* To do
**a.** In the notebook code, translate this sentence into Spanish: "'Missing' is always used for NAs in all sheets".
**b.** Pick up the notebook code after its final comment line and write the next few lines.

* Extract to read
++++++++

In [None]:
import os
import re
import io
import sys
import glob
import enum
import json
import dask
import xlrd
import base64
import imageio
import requests
import datetime
import numpy as np
import pandas as pd

import sqlalchemy as db
import sqlalchemy.orm
import sqlalchemy.ext.declarative

%load_ext autoreload
%autoreload 1

sys.path.append('../..')
from opencell import constants, file_utils
from opencell.database import models
from opencell.database import metadata_operations
from opencell.database import utils as db_utils

In [None]:
url = db_utils.url_from_credentials('../../db-credentials-dev.json')
url = db_utils.url_from_credentials('../../db-credentials-cap.json')
url

In [None]:
engine = db.create_engine(url)
session_factory = db.orm.sessionmaker(bind=engine)
Session = db.orm.scoped_session(session_factory)
session = Session()

In [None]:
def load_sheet(filepath, sheet_name=None):
    '''
    Load an excel sheet of sequencing results
    '''
    # note the first three rows are always column names
    sheet = pd.read_excel(
        os.path.join(filepath), header=[0, 1, 2], sheet_name=(sheet_name or 0)
    )
    # 'Missing' is always used for NAs in all sheets
    sheet.replace(to_replace='Missing', value=np.nan, inplace=True)
    return sheet

### Plates 1-19

In [None]:
# this is the multi-index column in which the well_ids appear
# (this looks wrong but is empirically determined)

++++++++

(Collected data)
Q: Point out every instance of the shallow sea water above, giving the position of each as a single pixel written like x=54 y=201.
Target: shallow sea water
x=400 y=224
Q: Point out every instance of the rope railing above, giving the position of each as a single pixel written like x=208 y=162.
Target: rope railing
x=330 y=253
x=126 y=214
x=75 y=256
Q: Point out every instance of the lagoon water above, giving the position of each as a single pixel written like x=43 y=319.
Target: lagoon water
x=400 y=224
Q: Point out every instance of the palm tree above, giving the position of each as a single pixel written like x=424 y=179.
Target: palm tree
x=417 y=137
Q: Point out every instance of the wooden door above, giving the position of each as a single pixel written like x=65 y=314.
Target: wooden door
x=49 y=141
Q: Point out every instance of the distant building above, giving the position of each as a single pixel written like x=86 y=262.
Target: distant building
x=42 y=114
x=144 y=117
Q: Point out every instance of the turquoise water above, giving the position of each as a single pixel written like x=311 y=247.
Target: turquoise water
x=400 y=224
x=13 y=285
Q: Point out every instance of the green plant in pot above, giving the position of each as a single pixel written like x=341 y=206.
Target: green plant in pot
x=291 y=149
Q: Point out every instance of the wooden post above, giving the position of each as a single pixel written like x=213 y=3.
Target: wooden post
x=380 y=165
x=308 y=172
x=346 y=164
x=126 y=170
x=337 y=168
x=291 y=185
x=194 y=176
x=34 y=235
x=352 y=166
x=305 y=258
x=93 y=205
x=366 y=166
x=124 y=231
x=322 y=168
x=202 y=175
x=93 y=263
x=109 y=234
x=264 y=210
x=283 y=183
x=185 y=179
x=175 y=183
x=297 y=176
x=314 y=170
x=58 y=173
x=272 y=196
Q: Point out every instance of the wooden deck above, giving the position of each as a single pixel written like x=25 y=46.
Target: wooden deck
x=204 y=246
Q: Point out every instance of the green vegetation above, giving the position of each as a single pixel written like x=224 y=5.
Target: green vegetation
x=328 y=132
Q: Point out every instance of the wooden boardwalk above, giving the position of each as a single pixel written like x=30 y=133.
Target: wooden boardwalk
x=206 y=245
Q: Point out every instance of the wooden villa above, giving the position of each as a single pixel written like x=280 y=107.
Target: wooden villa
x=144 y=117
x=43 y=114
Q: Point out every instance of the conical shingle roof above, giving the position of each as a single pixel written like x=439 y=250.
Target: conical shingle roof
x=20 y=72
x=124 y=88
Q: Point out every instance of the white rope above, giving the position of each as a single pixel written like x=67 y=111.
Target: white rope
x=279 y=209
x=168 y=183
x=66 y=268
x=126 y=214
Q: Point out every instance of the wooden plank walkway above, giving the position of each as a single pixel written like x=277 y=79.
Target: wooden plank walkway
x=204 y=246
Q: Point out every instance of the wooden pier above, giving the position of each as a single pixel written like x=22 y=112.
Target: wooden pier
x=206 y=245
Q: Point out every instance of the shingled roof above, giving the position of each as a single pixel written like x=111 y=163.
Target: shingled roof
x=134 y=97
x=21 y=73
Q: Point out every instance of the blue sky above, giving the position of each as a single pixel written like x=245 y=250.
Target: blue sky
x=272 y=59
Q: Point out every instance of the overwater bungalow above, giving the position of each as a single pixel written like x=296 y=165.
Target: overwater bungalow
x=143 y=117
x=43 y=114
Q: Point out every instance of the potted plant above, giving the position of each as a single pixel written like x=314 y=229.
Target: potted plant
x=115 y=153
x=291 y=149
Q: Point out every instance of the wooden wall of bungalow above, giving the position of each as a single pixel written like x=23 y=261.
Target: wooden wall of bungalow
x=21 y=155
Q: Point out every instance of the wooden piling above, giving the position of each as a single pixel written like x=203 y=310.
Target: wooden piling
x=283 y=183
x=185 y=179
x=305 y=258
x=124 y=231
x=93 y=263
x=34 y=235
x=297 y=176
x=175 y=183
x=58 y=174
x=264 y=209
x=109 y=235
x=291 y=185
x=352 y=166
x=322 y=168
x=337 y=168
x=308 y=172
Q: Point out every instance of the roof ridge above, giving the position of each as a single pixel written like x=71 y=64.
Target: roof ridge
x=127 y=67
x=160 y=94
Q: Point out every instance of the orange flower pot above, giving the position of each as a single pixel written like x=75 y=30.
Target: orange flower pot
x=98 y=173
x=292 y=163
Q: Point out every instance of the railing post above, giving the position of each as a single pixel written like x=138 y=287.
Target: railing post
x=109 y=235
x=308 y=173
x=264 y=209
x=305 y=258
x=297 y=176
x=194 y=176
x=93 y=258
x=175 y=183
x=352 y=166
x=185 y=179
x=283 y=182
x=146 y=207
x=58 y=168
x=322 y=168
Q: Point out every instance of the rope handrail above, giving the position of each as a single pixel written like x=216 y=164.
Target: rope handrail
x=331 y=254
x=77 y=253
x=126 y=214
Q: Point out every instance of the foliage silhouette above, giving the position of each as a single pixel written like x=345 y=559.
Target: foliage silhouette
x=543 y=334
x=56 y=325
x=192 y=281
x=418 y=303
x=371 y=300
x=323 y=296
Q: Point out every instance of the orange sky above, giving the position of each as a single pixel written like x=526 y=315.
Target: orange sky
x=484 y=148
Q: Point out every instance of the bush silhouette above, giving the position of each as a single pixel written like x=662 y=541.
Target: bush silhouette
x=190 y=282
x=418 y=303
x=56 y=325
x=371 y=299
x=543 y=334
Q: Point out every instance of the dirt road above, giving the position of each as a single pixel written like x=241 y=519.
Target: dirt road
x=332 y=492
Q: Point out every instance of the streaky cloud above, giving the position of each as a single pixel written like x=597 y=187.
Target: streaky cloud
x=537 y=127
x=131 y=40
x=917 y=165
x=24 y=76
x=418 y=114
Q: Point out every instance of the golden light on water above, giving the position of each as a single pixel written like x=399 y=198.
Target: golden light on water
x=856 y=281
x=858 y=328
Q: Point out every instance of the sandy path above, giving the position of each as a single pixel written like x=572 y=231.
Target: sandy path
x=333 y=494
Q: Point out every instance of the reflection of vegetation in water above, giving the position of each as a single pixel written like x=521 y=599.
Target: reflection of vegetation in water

++++++++

* Responses per task
**a.** 'Missing' se usa siempre para los valores NA en todas las hojas.

**b.**
canonical_well_id_column = ('enrichment', 'read-trimming', 'repair type')

In [None]:
# the names of the columns containing the sequence counts by category
# (these are found within the ('sorted', 'post-filter', :) multi-index block)
data_columns = ['Unmodified', 'NHEJ', 'HDR', 'MIXED']

In [None]:
seq_results_dirpath = (
    '/Users/keith.cheveralls/Box/PipelineSequencing/CRISPRessoOUT_QC_Spreadsheets/'
)

# filenames indexed by plate number
seq_results_filenames = {
    'P0001': "mNGplate1REDO_sorted_CRISPResso_QC.xlsx", 
    'P0002': "mNGplate2REDO_Rerun_CRISPResso_QC.xlsx", 
    'P0003': "mNGplate3REDO_Rerun_CRISPResso_QC.xlsx", 
    'P0004': "mNGplate4REDO_sorted_CRISPResso_QC.xlsx", 
    'P0005': "mNGplate5_CRISPResso_QC.xlsx", 
    'P0006': "mNGplate6_Rerun_CRISPResso_QC.xlsx", 
    'P0007': "mNGplate7_sorted_1to100_CRISPResso_QC.xlsx",
    'P0008': "mNGplate8_Rerun_CRISPResso_QC.xlsx",
    'P0009': "mNGplate9_Rerun_CRISPResso_QC.xlsx",
    'P0010': "mNGplate10_Rerun_CRISPResso_QC.xlsx",
    'P0011': "mNGplate11_Rerun_CRISPResso_QC.xlsx",
    'P0012': "mNGplate12_Rerun_CRISPResso_QC.xlsx",
    'P0013': "mNGplate13sorted_CRISPResso_QC.xlsx",
    'P0014': "mNGplate14_Rerun_CRISPResso_QC.xlsx",
    'P0015': "mNGplate15_Rerun_CRISPResso_QC.xlsx",
    'P0016': "mNGplate16_Rerun_CRISPResso_QC.xlsx",
    'P0017': "mNGplate17_CRISPResso_QC.xlsx",
    'P0018': 'mNGplate18_Rerun_CRISPResso_QC.xlsx',
    'P0019': 'mNGplate19_Rerun_CRISPResso_QC.xlsx',
}

In [None]:
def parse_plates_1thru19(sheet, plate_id):
    '''
    Load the sequencing spreadsheet for plates 1-19 (these are all in the same format)
    '''
    # the column of well_ids
    well_ids = sheet[canonical_well_id_column]
    well_ids.name = 'well_id'
    
    # the columns of data we need
    data = sheet[('sorted', 'post-filter')][data_columns]

    df_out = pd.merge(well_ids, data, left_index=True, right_index=True)
    df_out['plate_id'] = plate_id

    return df_out

In [None]:
# load and concatenate the data for plates 1-19
sheets = []
for plate_id, filename in seq_results_filenames.items():
    filepath = os.path.join(seq_results_dirpath, filename)
    sheet = parse_plates_1thru19(load_sheet(filepath), plate_id)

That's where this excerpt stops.